- **Stated exercise**
Express the rows as a JSON list of strings, one string per line and with blank lines left out, starting at the beginning of the rows and going on through the line that contains "399 210 464 264".
## begin Recorded data
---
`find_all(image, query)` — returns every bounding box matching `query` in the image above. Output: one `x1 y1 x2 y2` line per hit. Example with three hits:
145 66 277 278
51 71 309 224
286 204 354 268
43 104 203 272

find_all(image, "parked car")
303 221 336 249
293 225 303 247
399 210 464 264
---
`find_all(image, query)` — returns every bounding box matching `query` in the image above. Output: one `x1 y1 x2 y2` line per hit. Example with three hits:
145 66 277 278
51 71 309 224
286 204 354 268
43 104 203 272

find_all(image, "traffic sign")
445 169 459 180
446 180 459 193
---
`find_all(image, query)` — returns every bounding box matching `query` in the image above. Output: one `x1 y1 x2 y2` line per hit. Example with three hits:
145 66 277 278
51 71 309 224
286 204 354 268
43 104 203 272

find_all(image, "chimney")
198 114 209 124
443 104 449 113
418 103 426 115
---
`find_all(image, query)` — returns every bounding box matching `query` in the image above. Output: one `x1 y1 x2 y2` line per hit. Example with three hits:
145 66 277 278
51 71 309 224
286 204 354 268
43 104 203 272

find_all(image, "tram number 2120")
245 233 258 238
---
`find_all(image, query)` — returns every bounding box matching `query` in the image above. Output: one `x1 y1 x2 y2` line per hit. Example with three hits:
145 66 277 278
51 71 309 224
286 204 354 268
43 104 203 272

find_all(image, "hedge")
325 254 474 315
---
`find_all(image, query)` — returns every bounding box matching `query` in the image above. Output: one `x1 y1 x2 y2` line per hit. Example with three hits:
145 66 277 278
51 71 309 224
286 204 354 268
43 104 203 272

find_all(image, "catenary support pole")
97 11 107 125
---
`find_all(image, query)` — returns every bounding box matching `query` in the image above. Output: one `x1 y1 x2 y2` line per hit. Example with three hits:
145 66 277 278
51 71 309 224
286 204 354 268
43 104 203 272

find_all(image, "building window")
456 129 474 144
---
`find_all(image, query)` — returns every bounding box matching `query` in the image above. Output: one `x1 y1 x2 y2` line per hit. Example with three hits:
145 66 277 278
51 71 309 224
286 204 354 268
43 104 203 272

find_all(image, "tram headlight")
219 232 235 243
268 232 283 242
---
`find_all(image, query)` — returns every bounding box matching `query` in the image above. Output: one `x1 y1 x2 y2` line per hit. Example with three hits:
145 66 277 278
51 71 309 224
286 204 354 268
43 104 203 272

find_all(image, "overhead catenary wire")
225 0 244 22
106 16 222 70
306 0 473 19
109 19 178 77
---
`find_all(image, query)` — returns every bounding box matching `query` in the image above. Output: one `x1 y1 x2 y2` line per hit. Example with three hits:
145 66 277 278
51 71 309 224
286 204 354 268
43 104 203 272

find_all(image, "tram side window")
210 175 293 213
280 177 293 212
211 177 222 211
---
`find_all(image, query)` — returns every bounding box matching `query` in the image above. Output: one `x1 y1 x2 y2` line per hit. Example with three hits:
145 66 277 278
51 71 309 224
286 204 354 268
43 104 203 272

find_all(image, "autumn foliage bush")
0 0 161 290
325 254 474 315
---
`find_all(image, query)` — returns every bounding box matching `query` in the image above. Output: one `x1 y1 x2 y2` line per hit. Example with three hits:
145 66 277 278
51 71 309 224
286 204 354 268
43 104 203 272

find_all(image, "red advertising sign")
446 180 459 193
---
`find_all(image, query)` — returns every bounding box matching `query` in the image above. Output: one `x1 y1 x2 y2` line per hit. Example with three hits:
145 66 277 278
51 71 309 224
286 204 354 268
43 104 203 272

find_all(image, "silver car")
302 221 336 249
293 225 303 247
## end Recorded data
- **Exercise result**
[
  "---",
  "`find_all(image, query)` — returns every bounding box matching `query` in the image above. Output: one `x1 y1 x2 y2` line per hit. Example with three hits:",
  "145 66 277 278",
  "51 71 309 224",
  "286 204 354 268",
  "43 104 203 272",
  "find_all(image, \"parked car\")",
  "303 221 336 249",
  "293 225 303 247",
  "399 210 464 264"
]